BEGIN

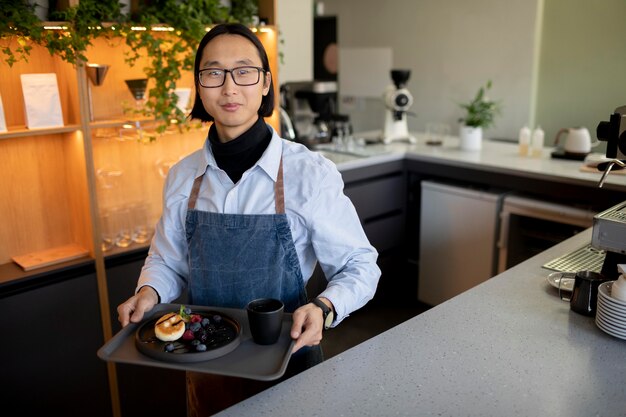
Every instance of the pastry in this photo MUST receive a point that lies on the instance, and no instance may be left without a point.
(169, 327)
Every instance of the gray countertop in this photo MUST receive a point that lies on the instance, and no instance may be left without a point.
(508, 347)
(495, 156)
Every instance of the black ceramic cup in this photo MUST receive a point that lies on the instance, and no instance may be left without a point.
(584, 296)
(265, 317)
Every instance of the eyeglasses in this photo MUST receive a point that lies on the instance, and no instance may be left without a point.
(216, 77)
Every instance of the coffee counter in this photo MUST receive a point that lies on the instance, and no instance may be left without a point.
(495, 157)
(508, 347)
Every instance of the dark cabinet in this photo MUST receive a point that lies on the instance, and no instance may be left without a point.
(379, 195)
(51, 332)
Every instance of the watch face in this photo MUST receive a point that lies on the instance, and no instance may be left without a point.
(329, 319)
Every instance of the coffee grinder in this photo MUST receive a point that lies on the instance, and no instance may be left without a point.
(311, 107)
(609, 226)
(397, 100)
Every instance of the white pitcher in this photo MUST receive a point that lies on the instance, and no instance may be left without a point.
(577, 140)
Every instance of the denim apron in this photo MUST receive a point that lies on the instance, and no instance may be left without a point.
(234, 259)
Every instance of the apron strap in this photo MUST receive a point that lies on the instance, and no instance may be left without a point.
(193, 197)
(279, 191)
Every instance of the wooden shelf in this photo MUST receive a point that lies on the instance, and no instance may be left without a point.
(21, 131)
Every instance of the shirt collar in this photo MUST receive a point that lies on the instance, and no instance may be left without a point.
(269, 161)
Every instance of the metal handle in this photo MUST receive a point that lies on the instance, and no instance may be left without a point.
(609, 166)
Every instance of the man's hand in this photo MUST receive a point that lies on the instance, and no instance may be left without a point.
(133, 309)
(308, 324)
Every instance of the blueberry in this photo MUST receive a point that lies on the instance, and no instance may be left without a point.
(202, 336)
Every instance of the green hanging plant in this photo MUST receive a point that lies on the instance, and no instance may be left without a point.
(169, 53)
(79, 25)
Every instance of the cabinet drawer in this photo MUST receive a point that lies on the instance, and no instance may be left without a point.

END

Exercise requirements ▸
I'd like the data above duplicated exactly, with no pictures included.

Exercise answer ▸
Every instance of the pastry in this photo MUST receive a point that lies on the instance, and no instance may be left without a point.
(169, 327)
Every instance of the gray countertop in this photo MUST receive a point that lies on the instance, and no instance may be left without a point.
(508, 347)
(495, 156)
Every instance of the black ceramic cup in this photo MUST receive a point that lies on the instance, and no instance may be left without a point.
(584, 296)
(265, 317)
Every instance of the eyeglasses in this photo MUST receive a point that lies on the instance, and no instance may be left without a point.
(216, 77)
Every instance of the coffee counter in this photo MUST receive a point that lies on the instance, and no instance may be left without a point.
(495, 157)
(508, 347)
Every instance of the dark cabinet in this photo MUST receive a point that lies on the instance, and no instance may be left without a point.
(379, 195)
(51, 332)
Every instance of the watch face in this photo MUST receive a point that lies on the instance, and no instance may be left without a point.
(329, 319)
Every instance of the coffee grinder in this photo MUST receive a point that lies on the instance, and no instance may be left without a point.
(311, 107)
(609, 226)
(397, 100)
Every instance of the white pitcher in this photo MUST receive a point that lies on the instance, and no instance may be left without a point.
(577, 140)
Every instance of the denim apron in this photo MUST receive a point that lies on the instance, and no instance may be left without a point.
(234, 259)
Every instance of the apron strap in this photo MUST receive a point that lies on the instance, and no instance may be left without a point.
(193, 197)
(279, 191)
Every instance of the wooden shelf in this photo MUST receive a point that lies on the instance, and no instance may be left without a point.
(21, 131)
Every instance of the shirt collar in this photo MUST receive a point that lies on the instance, and no instance may be left without a point.
(269, 161)
Every instance of the metal handle in this photo MUST receive a point that lies on the instance, and no instance may be left without a point.
(609, 166)
Every instance of the man's hand in this photo MUST receive a point that lies on the instance, and no instance may be left without a point.
(133, 309)
(308, 324)
Every instance of the blueberry in this photo MUST receive a point that lies on the instance, and no instance may be left without a point.
(202, 336)
Every instance of the green hanging plant in this photo MUST receive a point that lies on the instance, and no instance may be left without a point.
(169, 53)
(79, 25)
Every instance of the cabinet drawer in this photo MUST receive a point that lies on the instance, and no instance may be left without a point.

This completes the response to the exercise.